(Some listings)
════════════════
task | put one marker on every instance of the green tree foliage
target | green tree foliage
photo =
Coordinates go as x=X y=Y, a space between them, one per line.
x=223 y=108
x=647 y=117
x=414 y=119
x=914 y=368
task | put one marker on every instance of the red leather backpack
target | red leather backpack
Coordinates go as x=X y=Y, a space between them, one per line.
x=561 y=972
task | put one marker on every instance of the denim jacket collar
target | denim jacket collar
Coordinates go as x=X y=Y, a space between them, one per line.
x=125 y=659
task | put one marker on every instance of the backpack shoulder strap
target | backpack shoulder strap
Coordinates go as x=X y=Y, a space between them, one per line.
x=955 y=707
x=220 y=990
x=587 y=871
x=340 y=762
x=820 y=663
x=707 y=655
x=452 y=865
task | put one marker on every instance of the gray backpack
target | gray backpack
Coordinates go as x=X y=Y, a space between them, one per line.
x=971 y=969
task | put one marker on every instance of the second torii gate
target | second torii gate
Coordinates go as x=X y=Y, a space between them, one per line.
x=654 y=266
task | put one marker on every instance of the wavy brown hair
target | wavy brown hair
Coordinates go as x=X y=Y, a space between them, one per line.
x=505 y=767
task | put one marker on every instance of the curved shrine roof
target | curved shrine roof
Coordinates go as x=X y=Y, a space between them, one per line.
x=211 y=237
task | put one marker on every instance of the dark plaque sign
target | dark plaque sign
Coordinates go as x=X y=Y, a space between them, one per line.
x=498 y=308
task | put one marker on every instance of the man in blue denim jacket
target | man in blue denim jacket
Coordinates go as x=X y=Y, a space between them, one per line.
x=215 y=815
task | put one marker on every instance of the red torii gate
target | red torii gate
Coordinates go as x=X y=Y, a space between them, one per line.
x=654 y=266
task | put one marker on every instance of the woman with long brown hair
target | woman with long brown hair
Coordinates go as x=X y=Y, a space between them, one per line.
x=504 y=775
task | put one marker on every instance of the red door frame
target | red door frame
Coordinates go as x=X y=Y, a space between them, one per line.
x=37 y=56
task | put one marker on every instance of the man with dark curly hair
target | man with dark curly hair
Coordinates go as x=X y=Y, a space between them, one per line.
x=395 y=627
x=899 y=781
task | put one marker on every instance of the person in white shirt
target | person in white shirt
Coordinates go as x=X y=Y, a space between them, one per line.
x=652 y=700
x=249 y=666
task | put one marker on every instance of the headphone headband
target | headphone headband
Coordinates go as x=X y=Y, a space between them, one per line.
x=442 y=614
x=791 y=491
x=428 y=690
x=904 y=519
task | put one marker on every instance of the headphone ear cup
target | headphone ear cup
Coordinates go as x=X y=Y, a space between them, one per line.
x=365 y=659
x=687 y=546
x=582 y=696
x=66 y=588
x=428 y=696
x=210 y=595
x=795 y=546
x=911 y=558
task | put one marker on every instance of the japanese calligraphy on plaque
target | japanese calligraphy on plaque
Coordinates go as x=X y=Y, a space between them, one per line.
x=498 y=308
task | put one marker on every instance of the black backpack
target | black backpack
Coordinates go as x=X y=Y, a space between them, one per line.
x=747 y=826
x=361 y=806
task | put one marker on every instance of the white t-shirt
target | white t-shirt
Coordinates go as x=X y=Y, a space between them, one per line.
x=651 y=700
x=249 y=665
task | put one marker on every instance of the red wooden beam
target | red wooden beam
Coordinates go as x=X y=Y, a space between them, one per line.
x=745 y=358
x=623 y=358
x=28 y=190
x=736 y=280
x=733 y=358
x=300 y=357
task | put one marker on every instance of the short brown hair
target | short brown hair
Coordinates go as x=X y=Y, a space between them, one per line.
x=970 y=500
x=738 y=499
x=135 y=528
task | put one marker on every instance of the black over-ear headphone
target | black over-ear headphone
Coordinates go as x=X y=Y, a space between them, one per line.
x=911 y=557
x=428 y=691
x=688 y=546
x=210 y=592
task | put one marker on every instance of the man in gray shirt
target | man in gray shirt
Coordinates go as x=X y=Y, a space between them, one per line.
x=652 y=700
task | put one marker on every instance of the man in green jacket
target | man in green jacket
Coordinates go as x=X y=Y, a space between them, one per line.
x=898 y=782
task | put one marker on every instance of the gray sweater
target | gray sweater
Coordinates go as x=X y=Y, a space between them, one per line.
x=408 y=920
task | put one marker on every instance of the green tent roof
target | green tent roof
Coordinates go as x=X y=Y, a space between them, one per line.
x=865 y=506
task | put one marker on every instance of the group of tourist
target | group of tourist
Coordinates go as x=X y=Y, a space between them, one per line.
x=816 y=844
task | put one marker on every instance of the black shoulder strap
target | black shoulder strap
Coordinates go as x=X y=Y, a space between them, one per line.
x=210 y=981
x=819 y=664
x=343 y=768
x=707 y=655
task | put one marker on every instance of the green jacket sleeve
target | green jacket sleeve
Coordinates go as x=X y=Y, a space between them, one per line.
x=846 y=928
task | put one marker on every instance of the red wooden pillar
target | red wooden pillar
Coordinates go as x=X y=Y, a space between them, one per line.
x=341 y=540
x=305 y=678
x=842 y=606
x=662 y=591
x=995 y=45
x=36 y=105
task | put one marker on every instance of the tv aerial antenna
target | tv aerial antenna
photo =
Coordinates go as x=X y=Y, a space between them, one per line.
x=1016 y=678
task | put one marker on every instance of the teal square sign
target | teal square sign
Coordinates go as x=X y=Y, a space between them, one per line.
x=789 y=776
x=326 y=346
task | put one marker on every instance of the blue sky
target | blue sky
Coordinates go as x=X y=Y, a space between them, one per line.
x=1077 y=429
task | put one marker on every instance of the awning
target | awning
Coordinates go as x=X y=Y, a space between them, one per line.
════════════════
**Work required**
Please retype every line of the listing above without changing anything.

**Solution to the exercise**
task | put one marker on every instance of the green tree foliage
target | green tree foliage
photo =
Coordinates go as x=X y=Y, a space between them, one per line.
x=223 y=108
x=647 y=117
x=414 y=119
x=914 y=368
task | put one marker on every instance of the red leather backpack
target | red leather backpack
Coordinates go as x=X y=Y, a space between them, one per line.
x=561 y=972
task | put one marker on every instance of the denim jacket collar
target | denim jacket collar
Coordinates go as x=X y=Y, a space between them, one per line.
x=125 y=659
task | put one marker on every instance of the backpack shoulder strap
target | backpack shoulder strap
Coordinates go as x=X y=Y, a space between them, one per line.
x=955 y=707
x=220 y=990
x=587 y=871
x=340 y=762
x=820 y=663
x=707 y=655
x=452 y=865
task | put one marker on every instance of the gray backpack
target | gray backpack
Coordinates go as x=X y=Y, a space between them, one per line.
x=971 y=969
task | put one marker on every instance of the second torii gate
target | second torii gate
Coordinates go as x=X y=Y, a space between them, one per line.
x=654 y=266
task | put one marker on every instance of the wavy brown hair
target | wavy brown hair
Coordinates go as x=X y=Y, a space between them, one per line.
x=505 y=767
task | put one marker on every instance of the curved shrine roof
target | curved shrine roof
Coordinates go as x=X y=Y, a space between them, one per line.
x=211 y=237
task | put one marker on every instance of the dark plaque sign
target | dark plaque sign
Coordinates go as x=X y=Y, a space between them, one per line.
x=498 y=308
task | put one marker on every instance of the man in blue denim jacket
target | man in blue denim jacket
Coordinates go as x=X y=Y, a space between them, one per line.
x=215 y=815
task | put one marker on every instance of the red torii gate
target | red torii gate
Coordinates go as x=X y=Y, a space between them, one per line.
x=654 y=266
task | put one marker on every instance of the woman with long brown hair
target | woman with long brown hair
Coordinates go as x=X y=Y, a space between them, one per line.
x=504 y=775
task | put one marker on every instance of the red door frame
target | red door frame
Coordinates go as x=X y=Y, a space between them, one per line.
x=37 y=56
task | put one marker on every instance of the man with dark curly hair
target | man with dark curly hair
Coordinates go as x=X y=Y, a space between them, one per line.
x=395 y=627
x=899 y=781
task | put one marker on every instance of the person in white shirt
target | person in white shirt
Coordinates go as x=X y=Y, a space between them, one per line.
x=652 y=700
x=249 y=666
task | put one marker on every instance of the headphone headband
target | headphone headband
Coordinates go as x=X y=Y, a space between them, one per line.
x=442 y=614
x=791 y=491
x=428 y=690
x=904 y=519
task | put one marker on every instance of the headphone ear cup
target | headphone ear cup
Coordinates go as x=X y=Y, a space between them, one per line.
x=365 y=659
x=687 y=546
x=582 y=696
x=66 y=588
x=428 y=696
x=210 y=595
x=795 y=546
x=911 y=558
task | put one marker on every instance of the japanese calligraphy on plaque
target | japanese calligraphy on plaque
Coordinates go as x=X y=Y, a space between them, one per line.
x=498 y=308
task | put one marker on every instance of the black backpack
target | black backpack
Coordinates go as x=X y=Y, a space between them, one per line.
x=747 y=826
x=361 y=806
task | put one marker on every instance of the white t-shirt
target | white t-shirt
Coordinates go as x=X y=Y, a space between them, one per line.
x=651 y=700
x=249 y=665
task | put one marker on every instance of the red wooden beam
target | red wooden beam
Coordinates go as x=X y=Y, a space between them, one per line.
x=745 y=358
x=623 y=358
x=28 y=190
x=736 y=280
x=733 y=358
x=300 y=357
task | put one marker on every instance of the short brown hair
target | short brown hair
Coordinates go as x=X y=Y, a space between them, one per line.
x=970 y=500
x=738 y=499
x=135 y=528
task | put one marker on every instance of the black over-ear headphone
target | black over-ear headphone
Coordinates go as x=X y=Y, a space between them, one per line.
x=911 y=557
x=428 y=691
x=688 y=546
x=210 y=592
task | put one marker on every instance of the man in gray shirt
target | man in gray shirt
Coordinates go as x=X y=Y, a space between them, one per line.
x=652 y=700
task | put one marker on every instance of the man in green jacket
target | man in green jacket
Coordinates go as x=X y=Y, a space between them, one per line.
x=898 y=782
task | put one marker on every instance of the gray sweater
target | gray sweater
Coordinates go as x=X y=Y, a space between them, one per line.
x=408 y=920
task | put one marker on every instance of the green tent roof
target | green tent roof
Coordinates go as x=X y=Y, a space between them, one per line.
x=865 y=506
task | put one marker on every instance of the group of tourist
target | group of tourist
Coordinates go as x=X y=Y, a space between them, one per line.
x=816 y=844
task | put one marker on every instance of the black shoulder strap
target | black shoulder strap
Coordinates go as x=X y=Y, a space between them, one per line.
x=210 y=981
x=819 y=664
x=343 y=768
x=707 y=655
task | put one marker on every instance of the green jacket sleeve
target | green jacket sleeve
Coordinates go as x=X y=Y, a space between them, one per line.
x=846 y=928
task | put one marker on every instance of the red wooden pillar
target | red wooden pillar
Coordinates go as x=X y=Y, a space between them, one per line.
x=341 y=540
x=305 y=678
x=842 y=606
x=662 y=591
x=995 y=45
x=36 y=105
task | put one marker on every instance of the tv aerial antenna
target | tv aerial antenna
photo =
Coordinates go as x=X y=Y, a space between them, one per line.
x=1016 y=678
task | put one marker on every instance of the teal square sign
target | teal square sign
Coordinates go as x=X y=Y, a space between them, one per line.
x=789 y=776
x=326 y=346
task | put one marker on every instance of the blue sky
target | blue sky
Coordinates go as x=X y=Y, a space between them, one per line.
x=1077 y=429
task | put one marker on every instance of the awning
target | awning
Coordinates go as x=X y=Y, a space between them, one per line.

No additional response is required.